■ Source data ■
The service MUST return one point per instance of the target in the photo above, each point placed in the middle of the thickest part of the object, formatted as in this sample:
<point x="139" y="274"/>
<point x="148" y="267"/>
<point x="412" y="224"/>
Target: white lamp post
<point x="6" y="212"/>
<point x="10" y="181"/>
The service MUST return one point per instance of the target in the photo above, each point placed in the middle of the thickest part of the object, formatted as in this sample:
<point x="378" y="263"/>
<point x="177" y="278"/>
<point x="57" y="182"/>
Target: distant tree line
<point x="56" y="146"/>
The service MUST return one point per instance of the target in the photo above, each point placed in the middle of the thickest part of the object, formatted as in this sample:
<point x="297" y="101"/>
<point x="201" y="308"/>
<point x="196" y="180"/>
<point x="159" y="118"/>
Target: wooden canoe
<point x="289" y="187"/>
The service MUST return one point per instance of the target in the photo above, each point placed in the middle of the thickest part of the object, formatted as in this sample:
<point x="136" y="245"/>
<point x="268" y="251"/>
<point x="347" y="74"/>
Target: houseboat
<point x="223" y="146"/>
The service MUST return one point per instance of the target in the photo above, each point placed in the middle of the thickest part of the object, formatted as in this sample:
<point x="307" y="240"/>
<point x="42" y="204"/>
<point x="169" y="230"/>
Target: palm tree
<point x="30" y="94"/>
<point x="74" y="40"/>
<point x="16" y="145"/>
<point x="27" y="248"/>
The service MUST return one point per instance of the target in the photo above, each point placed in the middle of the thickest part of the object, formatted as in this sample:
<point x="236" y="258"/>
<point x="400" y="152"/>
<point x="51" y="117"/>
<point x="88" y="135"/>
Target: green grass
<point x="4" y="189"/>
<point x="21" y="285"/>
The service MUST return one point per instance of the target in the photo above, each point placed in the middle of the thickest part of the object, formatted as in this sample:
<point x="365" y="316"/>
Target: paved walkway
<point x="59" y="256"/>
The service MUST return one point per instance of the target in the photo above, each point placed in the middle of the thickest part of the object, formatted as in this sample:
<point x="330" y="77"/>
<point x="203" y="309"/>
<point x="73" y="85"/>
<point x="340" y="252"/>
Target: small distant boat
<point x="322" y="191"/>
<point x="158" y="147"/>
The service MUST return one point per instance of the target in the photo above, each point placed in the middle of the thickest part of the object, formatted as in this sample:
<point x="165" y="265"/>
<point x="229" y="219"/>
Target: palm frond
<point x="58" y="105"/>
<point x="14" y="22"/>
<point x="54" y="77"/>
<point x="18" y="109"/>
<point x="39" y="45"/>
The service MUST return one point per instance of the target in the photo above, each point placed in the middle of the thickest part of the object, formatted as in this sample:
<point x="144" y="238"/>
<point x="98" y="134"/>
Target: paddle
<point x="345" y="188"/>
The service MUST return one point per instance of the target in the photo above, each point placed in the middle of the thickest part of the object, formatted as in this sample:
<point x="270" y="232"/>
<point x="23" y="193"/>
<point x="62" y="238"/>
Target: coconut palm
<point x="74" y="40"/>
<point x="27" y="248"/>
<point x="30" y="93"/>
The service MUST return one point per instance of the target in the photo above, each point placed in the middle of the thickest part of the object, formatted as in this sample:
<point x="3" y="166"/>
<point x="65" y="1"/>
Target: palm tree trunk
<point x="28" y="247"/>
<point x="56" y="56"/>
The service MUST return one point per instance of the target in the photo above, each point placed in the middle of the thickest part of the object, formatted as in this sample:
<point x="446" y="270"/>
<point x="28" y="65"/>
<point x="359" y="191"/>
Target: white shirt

■ Short task ■
Please restate the whole listing word for word.

■ Complete output ■
The service MUST return one point per instance of the target in the photo above, each point placed in the middle of the thickest part of the object, formatted as in this sample:
<point x="139" y="274"/>
<point x="148" y="267"/>
<point x="412" y="224"/>
Target: white lamp post
<point x="6" y="212"/>
<point x="10" y="181"/>
The service MUST return one point per instance of the target in the photo above, each point placed in the middle of the thickest part of the object, formatted as in this sample:
<point x="378" y="263"/>
<point x="177" y="278"/>
<point x="57" y="182"/>
Target: distant tree line
<point x="56" y="146"/>
The service MUST return one point per instance of the target in the photo above, each point placed in the middle of the thickest part of the object, formatted as in this sample:
<point x="297" y="101"/>
<point x="201" y="308"/>
<point x="196" y="180"/>
<point x="159" y="118"/>
Target: wooden canoe
<point x="289" y="187"/>
The service MUST return one point per instance of the target in the photo above, each point placed in the middle of the thickest part of the object, formatted as in this sample:
<point x="136" y="245"/>
<point x="268" y="251"/>
<point x="347" y="74"/>
Target: houseboat
<point x="223" y="146"/>
The service MUST return one point per instance of the target in the photo above, each point placed in the middle of the thickest part of the object, formatted as in this sample:
<point x="307" y="240"/>
<point x="42" y="204"/>
<point x="169" y="230"/>
Target: palm tree
<point x="30" y="94"/>
<point x="74" y="40"/>
<point x="16" y="145"/>
<point x="27" y="248"/>
The service MUST return one point per instance of the target in the photo above, each point placed in the middle of the thickest part of the object, formatted as in this sample:
<point x="236" y="258"/>
<point x="400" y="152"/>
<point x="51" y="117"/>
<point x="88" y="135"/>
Target: green grass
<point x="4" y="189"/>
<point x="21" y="285"/>
The service MUST return one point per instance of the target in the photo above, each point placed in the middle of the thickest part of the object, formatted as in this sample:
<point x="365" y="316"/>
Target: paved walkway
<point x="59" y="256"/>
The service MUST return one point per instance of the target in the photo above, each point placed in the middle of the thickest part of the object, formatted as in this sample:
<point x="330" y="77"/>
<point x="203" y="309"/>
<point x="73" y="85"/>
<point x="340" y="252"/>
Target: small distant boat
<point x="322" y="191"/>
<point x="158" y="147"/>
The service MUST return one point per instance of the target in the photo above, each point placed in the middle of the thickest part of the object, formatted as in this sample:
<point x="165" y="265"/>
<point x="229" y="219"/>
Target: palm frond
<point x="58" y="105"/>
<point x="14" y="22"/>
<point x="54" y="77"/>
<point x="18" y="109"/>
<point x="39" y="45"/>
The service MUST return one point per instance of the target in the photo above, each point placed in the middle of the thickest part of the object, formatted as in this sample:
<point x="144" y="238"/>
<point x="98" y="134"/>
Target: paddle
<point x="345" y="188"/>
The service MUST return one point per instance of the target in the photo above, each point placed in the middle of the thickest part of the object, formatted as in this sample:
<point x="270" y="232"/>
<point x="23" y="193"/>
<point x="62" y="238"/>
Target: coconut palm
<point x="74" y="40"/>
<point x="27" y="248"/>
<point x="30" y="93"/>
The service MUST return one point per instance of the target in the photo above, each point placed in the middle of the thickest part of the object, formatted as in this sample:
<point x="3" y="166"/>
<point x="65" y="1"/>
Target: palm tree trunk
<point x="28" y="247"/>
<point x="56" y="56"/>
The service MUST return one point per instance of the target in the photo above, each point placed in the middle of the thickest part of the object, formatted as in this sample:
<point x="446" y="270"/>
<point x="28" y="65"/>
<point x="359" y="191"/>
Target: white shirt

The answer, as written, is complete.